Let us have a notation $P\left( A \right)$ denote the probability of picking a black card at first chance

$\therefore P\left( A \right)=\frac{26}{52}$

Similarly, let us have a notation $P\left( B \right)$ denote the probability of picking a black card at second chance.

Since there is no replacement 

$\therefore P\left( B \right)=\frac{25}{51}$

The probability that the both the cards are black is

$P\left( A\bigcap B \right)=\frac{1}{2}\times \frac{25}{51}$

$=\frac{25}{102}$

The probability that the both the cards are black is $\frac{25}{102}$

3. A box of oranges is inspected by examining three randomly selected oranges drawn without replacement. If all the three oranges are good, the box is approved for sale, otherwise, it is rejected. Find the probability that a box containing $15$ oranges out of which $12$ are good and $3$ are bad ones will be approved for sale.

Ans: Let A,B and C be the events and their probabilities defined as 

A: the first orange is good

$\therefore P\left( A \right)=\frac{12}{15}$

B: the second orange is good

$\therefore P\left( B \right)=\frac{1}{15}$

C: the third orange is good

$\therefore P\left( C \right)=\frac{10}{15}$

It is given that the box is approved for sale only when all the oranges are good.

Probability that the box is approved for sale=probability of all oranges to be good

Therefore probability of all oranges to be good=$\frac{12}{15}\times \frac{11}{15}\times \frac{10}{15}$

Thus probability that the box is approved for sale=$\frac{44}{91}$

4. A fair coin and an unbiased die are tossed. Let A be the event ‘head appears on the coin’ and B be the event $3$ on the die’. Check whether A and B are independent events or not.

Ans: The sample space is given by

$S=\left\{ \begin{align} & \left( H,1 \right),\left( H,2 \right)......\left( H,6 \right) \\ & \left( T,1 \right),\left( T,2 \right)........\left( T,6 \right) \\ \end{align} \right\}$

According to the question

$A=\left\{ \left( H,1 \right),\left( H,2 \right)......\left( H,6 \right) \right\}$

$\therefore P\left( A \right)=\frac{6}{12}$

\[B=\left\{ \left( H,3 \right),\left( T,3 \right) \right\}\]

$\therefore P\left( B \right)=\frac{2}{12}$

Also $\left( A\bigcap B \right)=\left\{ \left( H,3 \right) \right\}$

$\therefore P\left( A\bigcap B \right)=\frac{1}{12}$

We know that for A and B to be independent events

$P\left( A\bigcap B \right)=P\left( A \right)P\left( B \right)$

Now $P\left( A \right)P\left( B \right)=\frac{6}{12}\times \frac{2}{12}$

$\Rightarrow P\left( A \right)P\left( B \right)=\frac{1}{12}$

Which is as same as $P\left( A\bigcap B \right)$

Thus A and B are independent events

5. A die marked $1,2,3$ in red and $4,5,6$in green is tossed. Let A be the events, ‘the number is even,’ and B be the event, ‘the number is red’. Are A and B independent?

▬▬▬▬▬▬▬▬▬▬

▸ Set task 1
Reproduce the part of the probability solutions from "Let us have a notation $P\left( A" up to and including "at second chance.".
▸ Set task 2
In the probability solutions, why does the chance of picking a black card at the second chance become 25/51 rather than 26/52?
▸ Set task 3
In the orange problem of the probability solutions, how many oranges are examined to inspect a box, and how are they drawn?

▸ Supplied data
▬▬▬▬▬▬▬▬▬▬

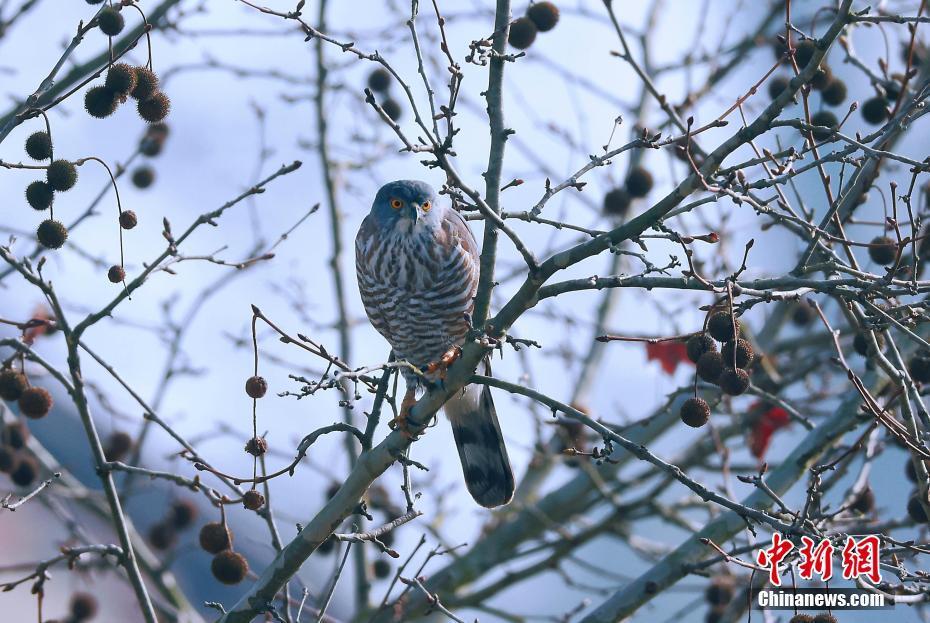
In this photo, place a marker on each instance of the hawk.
(417, 265)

▬▬▬▬▬▬▬▬▬▬

▸ Correct output 1
Let us have a notation $P\left( A \right)$ denote the probability of picking a black card at first chance

$\therefore P\left( A \right)=\frac{26}{52}$

Similarly, let us have a notation $P\left( B \right)$ denote the probability of picking a black card at second chance.

▸ Correct output 2
There is no replacement. The first black card is not put back, so the second pick comes from 51 cards, 25 of them black.

▸ Correct output 3
Three randomly selected oranges are examined, drawn without replacement.